→ Coordinate annotation entries:
══════════
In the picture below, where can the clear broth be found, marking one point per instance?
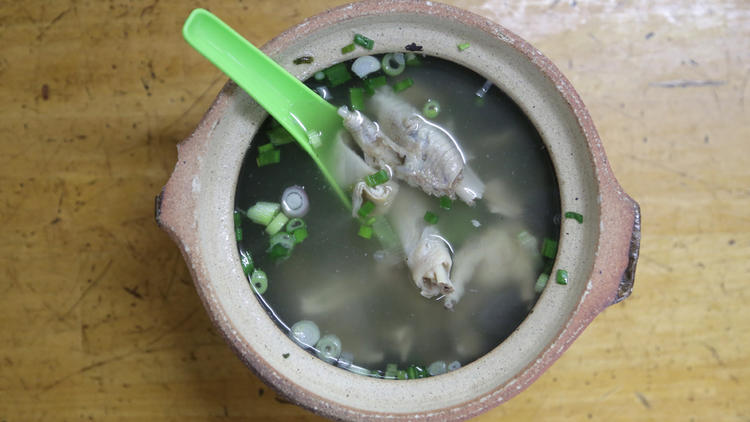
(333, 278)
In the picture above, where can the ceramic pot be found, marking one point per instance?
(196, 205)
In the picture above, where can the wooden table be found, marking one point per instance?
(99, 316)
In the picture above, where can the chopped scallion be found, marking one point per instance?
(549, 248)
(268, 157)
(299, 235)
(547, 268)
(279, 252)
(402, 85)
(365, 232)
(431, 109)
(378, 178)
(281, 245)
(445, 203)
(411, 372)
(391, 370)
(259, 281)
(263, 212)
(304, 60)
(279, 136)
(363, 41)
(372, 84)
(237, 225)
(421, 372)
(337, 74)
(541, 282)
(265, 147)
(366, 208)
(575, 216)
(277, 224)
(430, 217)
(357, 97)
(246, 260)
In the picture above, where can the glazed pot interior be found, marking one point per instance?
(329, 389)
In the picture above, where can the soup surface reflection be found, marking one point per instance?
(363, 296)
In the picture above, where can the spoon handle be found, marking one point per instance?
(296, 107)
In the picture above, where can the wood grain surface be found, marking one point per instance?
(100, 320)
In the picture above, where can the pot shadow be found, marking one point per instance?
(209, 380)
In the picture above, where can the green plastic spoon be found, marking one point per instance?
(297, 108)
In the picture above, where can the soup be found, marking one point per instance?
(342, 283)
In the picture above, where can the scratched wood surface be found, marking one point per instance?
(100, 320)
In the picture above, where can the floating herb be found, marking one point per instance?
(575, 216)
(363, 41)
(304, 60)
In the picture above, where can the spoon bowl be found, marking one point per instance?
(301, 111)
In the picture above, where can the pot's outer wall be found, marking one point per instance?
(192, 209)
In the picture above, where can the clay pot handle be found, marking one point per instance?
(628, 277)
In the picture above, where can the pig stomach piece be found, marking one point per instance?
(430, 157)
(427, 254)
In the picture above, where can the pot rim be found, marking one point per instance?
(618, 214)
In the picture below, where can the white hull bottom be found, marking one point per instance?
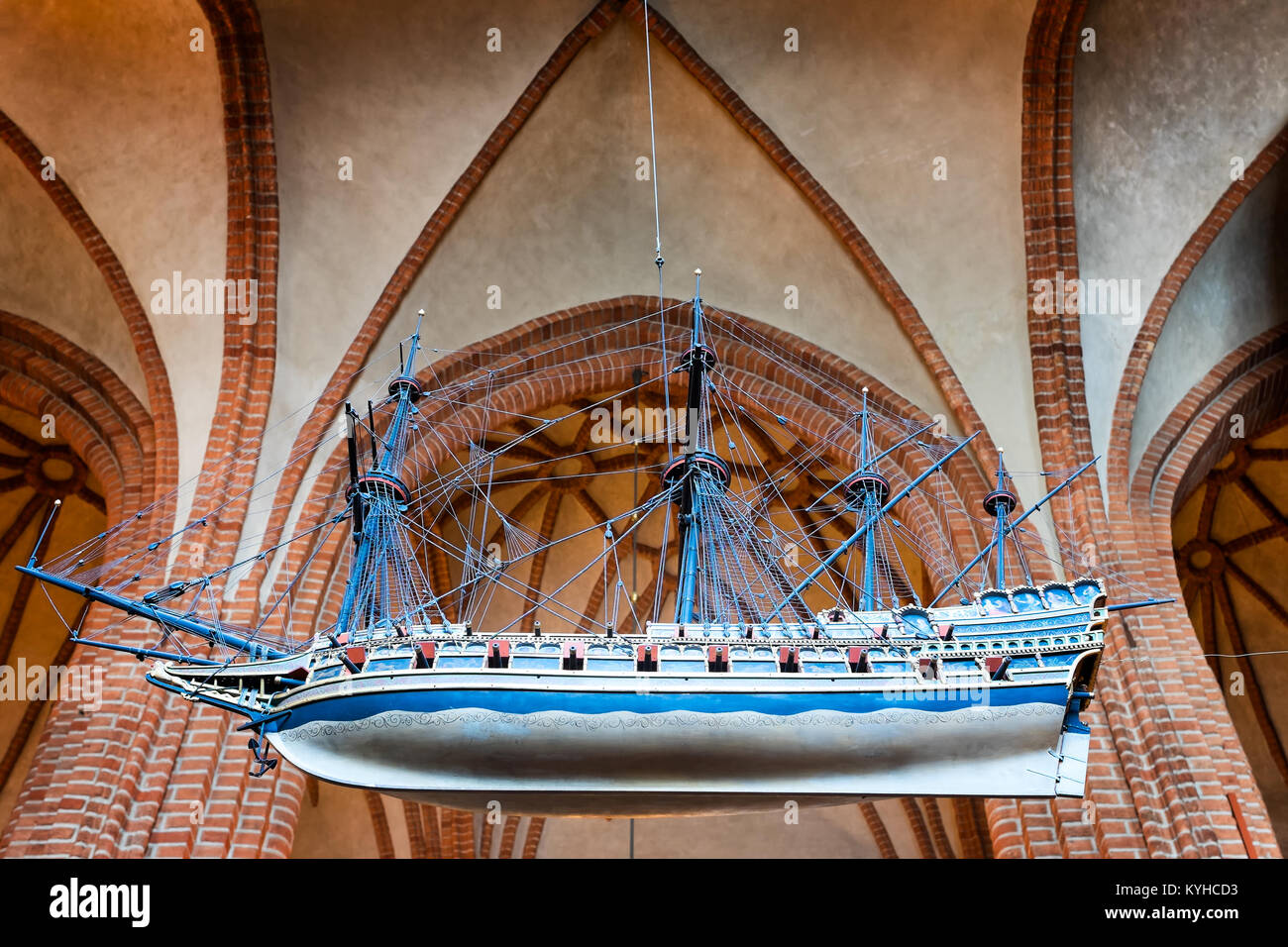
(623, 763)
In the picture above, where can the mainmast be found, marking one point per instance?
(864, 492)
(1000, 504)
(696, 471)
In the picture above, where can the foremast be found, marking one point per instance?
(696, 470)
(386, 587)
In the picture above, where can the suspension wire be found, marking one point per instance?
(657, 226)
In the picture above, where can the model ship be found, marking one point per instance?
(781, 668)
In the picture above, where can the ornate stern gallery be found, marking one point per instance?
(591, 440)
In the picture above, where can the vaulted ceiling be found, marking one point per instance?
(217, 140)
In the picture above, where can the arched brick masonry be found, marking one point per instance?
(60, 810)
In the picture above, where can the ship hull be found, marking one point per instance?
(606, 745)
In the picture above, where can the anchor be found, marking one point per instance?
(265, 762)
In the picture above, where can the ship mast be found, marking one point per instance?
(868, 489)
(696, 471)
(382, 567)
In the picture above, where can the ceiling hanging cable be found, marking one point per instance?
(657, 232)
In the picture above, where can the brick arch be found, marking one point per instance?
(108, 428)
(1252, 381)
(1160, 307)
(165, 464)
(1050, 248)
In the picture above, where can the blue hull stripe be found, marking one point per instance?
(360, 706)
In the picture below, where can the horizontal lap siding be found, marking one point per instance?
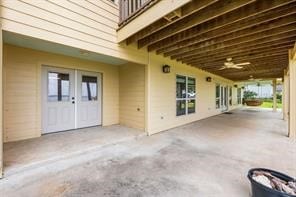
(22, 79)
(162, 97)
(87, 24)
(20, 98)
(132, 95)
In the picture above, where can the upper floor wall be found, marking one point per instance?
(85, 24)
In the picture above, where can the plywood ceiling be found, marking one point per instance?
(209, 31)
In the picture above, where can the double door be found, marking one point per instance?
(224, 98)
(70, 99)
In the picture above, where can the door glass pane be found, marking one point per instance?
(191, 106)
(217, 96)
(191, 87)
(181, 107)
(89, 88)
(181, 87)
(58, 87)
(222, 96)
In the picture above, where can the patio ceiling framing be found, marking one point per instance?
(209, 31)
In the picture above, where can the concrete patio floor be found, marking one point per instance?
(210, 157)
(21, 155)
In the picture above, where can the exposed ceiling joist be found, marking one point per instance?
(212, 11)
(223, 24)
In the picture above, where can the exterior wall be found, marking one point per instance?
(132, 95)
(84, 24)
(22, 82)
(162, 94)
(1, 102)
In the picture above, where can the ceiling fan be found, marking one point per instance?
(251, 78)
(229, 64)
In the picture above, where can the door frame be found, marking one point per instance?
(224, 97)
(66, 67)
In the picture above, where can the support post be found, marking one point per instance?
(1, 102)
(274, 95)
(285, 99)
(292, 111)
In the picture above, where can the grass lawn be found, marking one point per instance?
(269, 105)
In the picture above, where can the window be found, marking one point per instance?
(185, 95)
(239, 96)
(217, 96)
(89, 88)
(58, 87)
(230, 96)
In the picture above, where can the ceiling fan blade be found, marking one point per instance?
══════════
→ Work to do: From the line containing "In the picture above, where can the concrete" through the final line of the listing above, retype every line exactly; leave out everything else.

→ Problem solution:
In the picture above, where can the concrete patio floor be found, marking one point per instance?
(210, 157)
(21, 155)
In the picture above, where can the exposed ceiling joist be found, marking one point per instance?
(212, 11)
(223, 24)
In the picture above, where can the exterior wall be found, marking one point per instance?
(132, 95)
(84, 24)
(22, 82)
(162, 94)
(1, 102)
In the picture above, where can the ceiling fan be found, marking one point per instance?
(251, 78)
(229, 64)
In the picture above, where can the door frame be found, marking one point per instance?
(224, 97)
(66, 67)
In the picture above, where can the support post be found, marking one point per instance?
(1, 102)
(274, 95)
(285, 99)
(292, 111)
In the picture above, where can the grass lawn be found, marking one point per instance?
(269, 105)
In the picture above, where can the window be found, marking one point per instance?
(185, 95)
(239, 96)
(217, 96)
(89, 88)
(58, 87)
(230, 96)
In the picture above, where can the ceiling fan blade be found, marking one point per instance?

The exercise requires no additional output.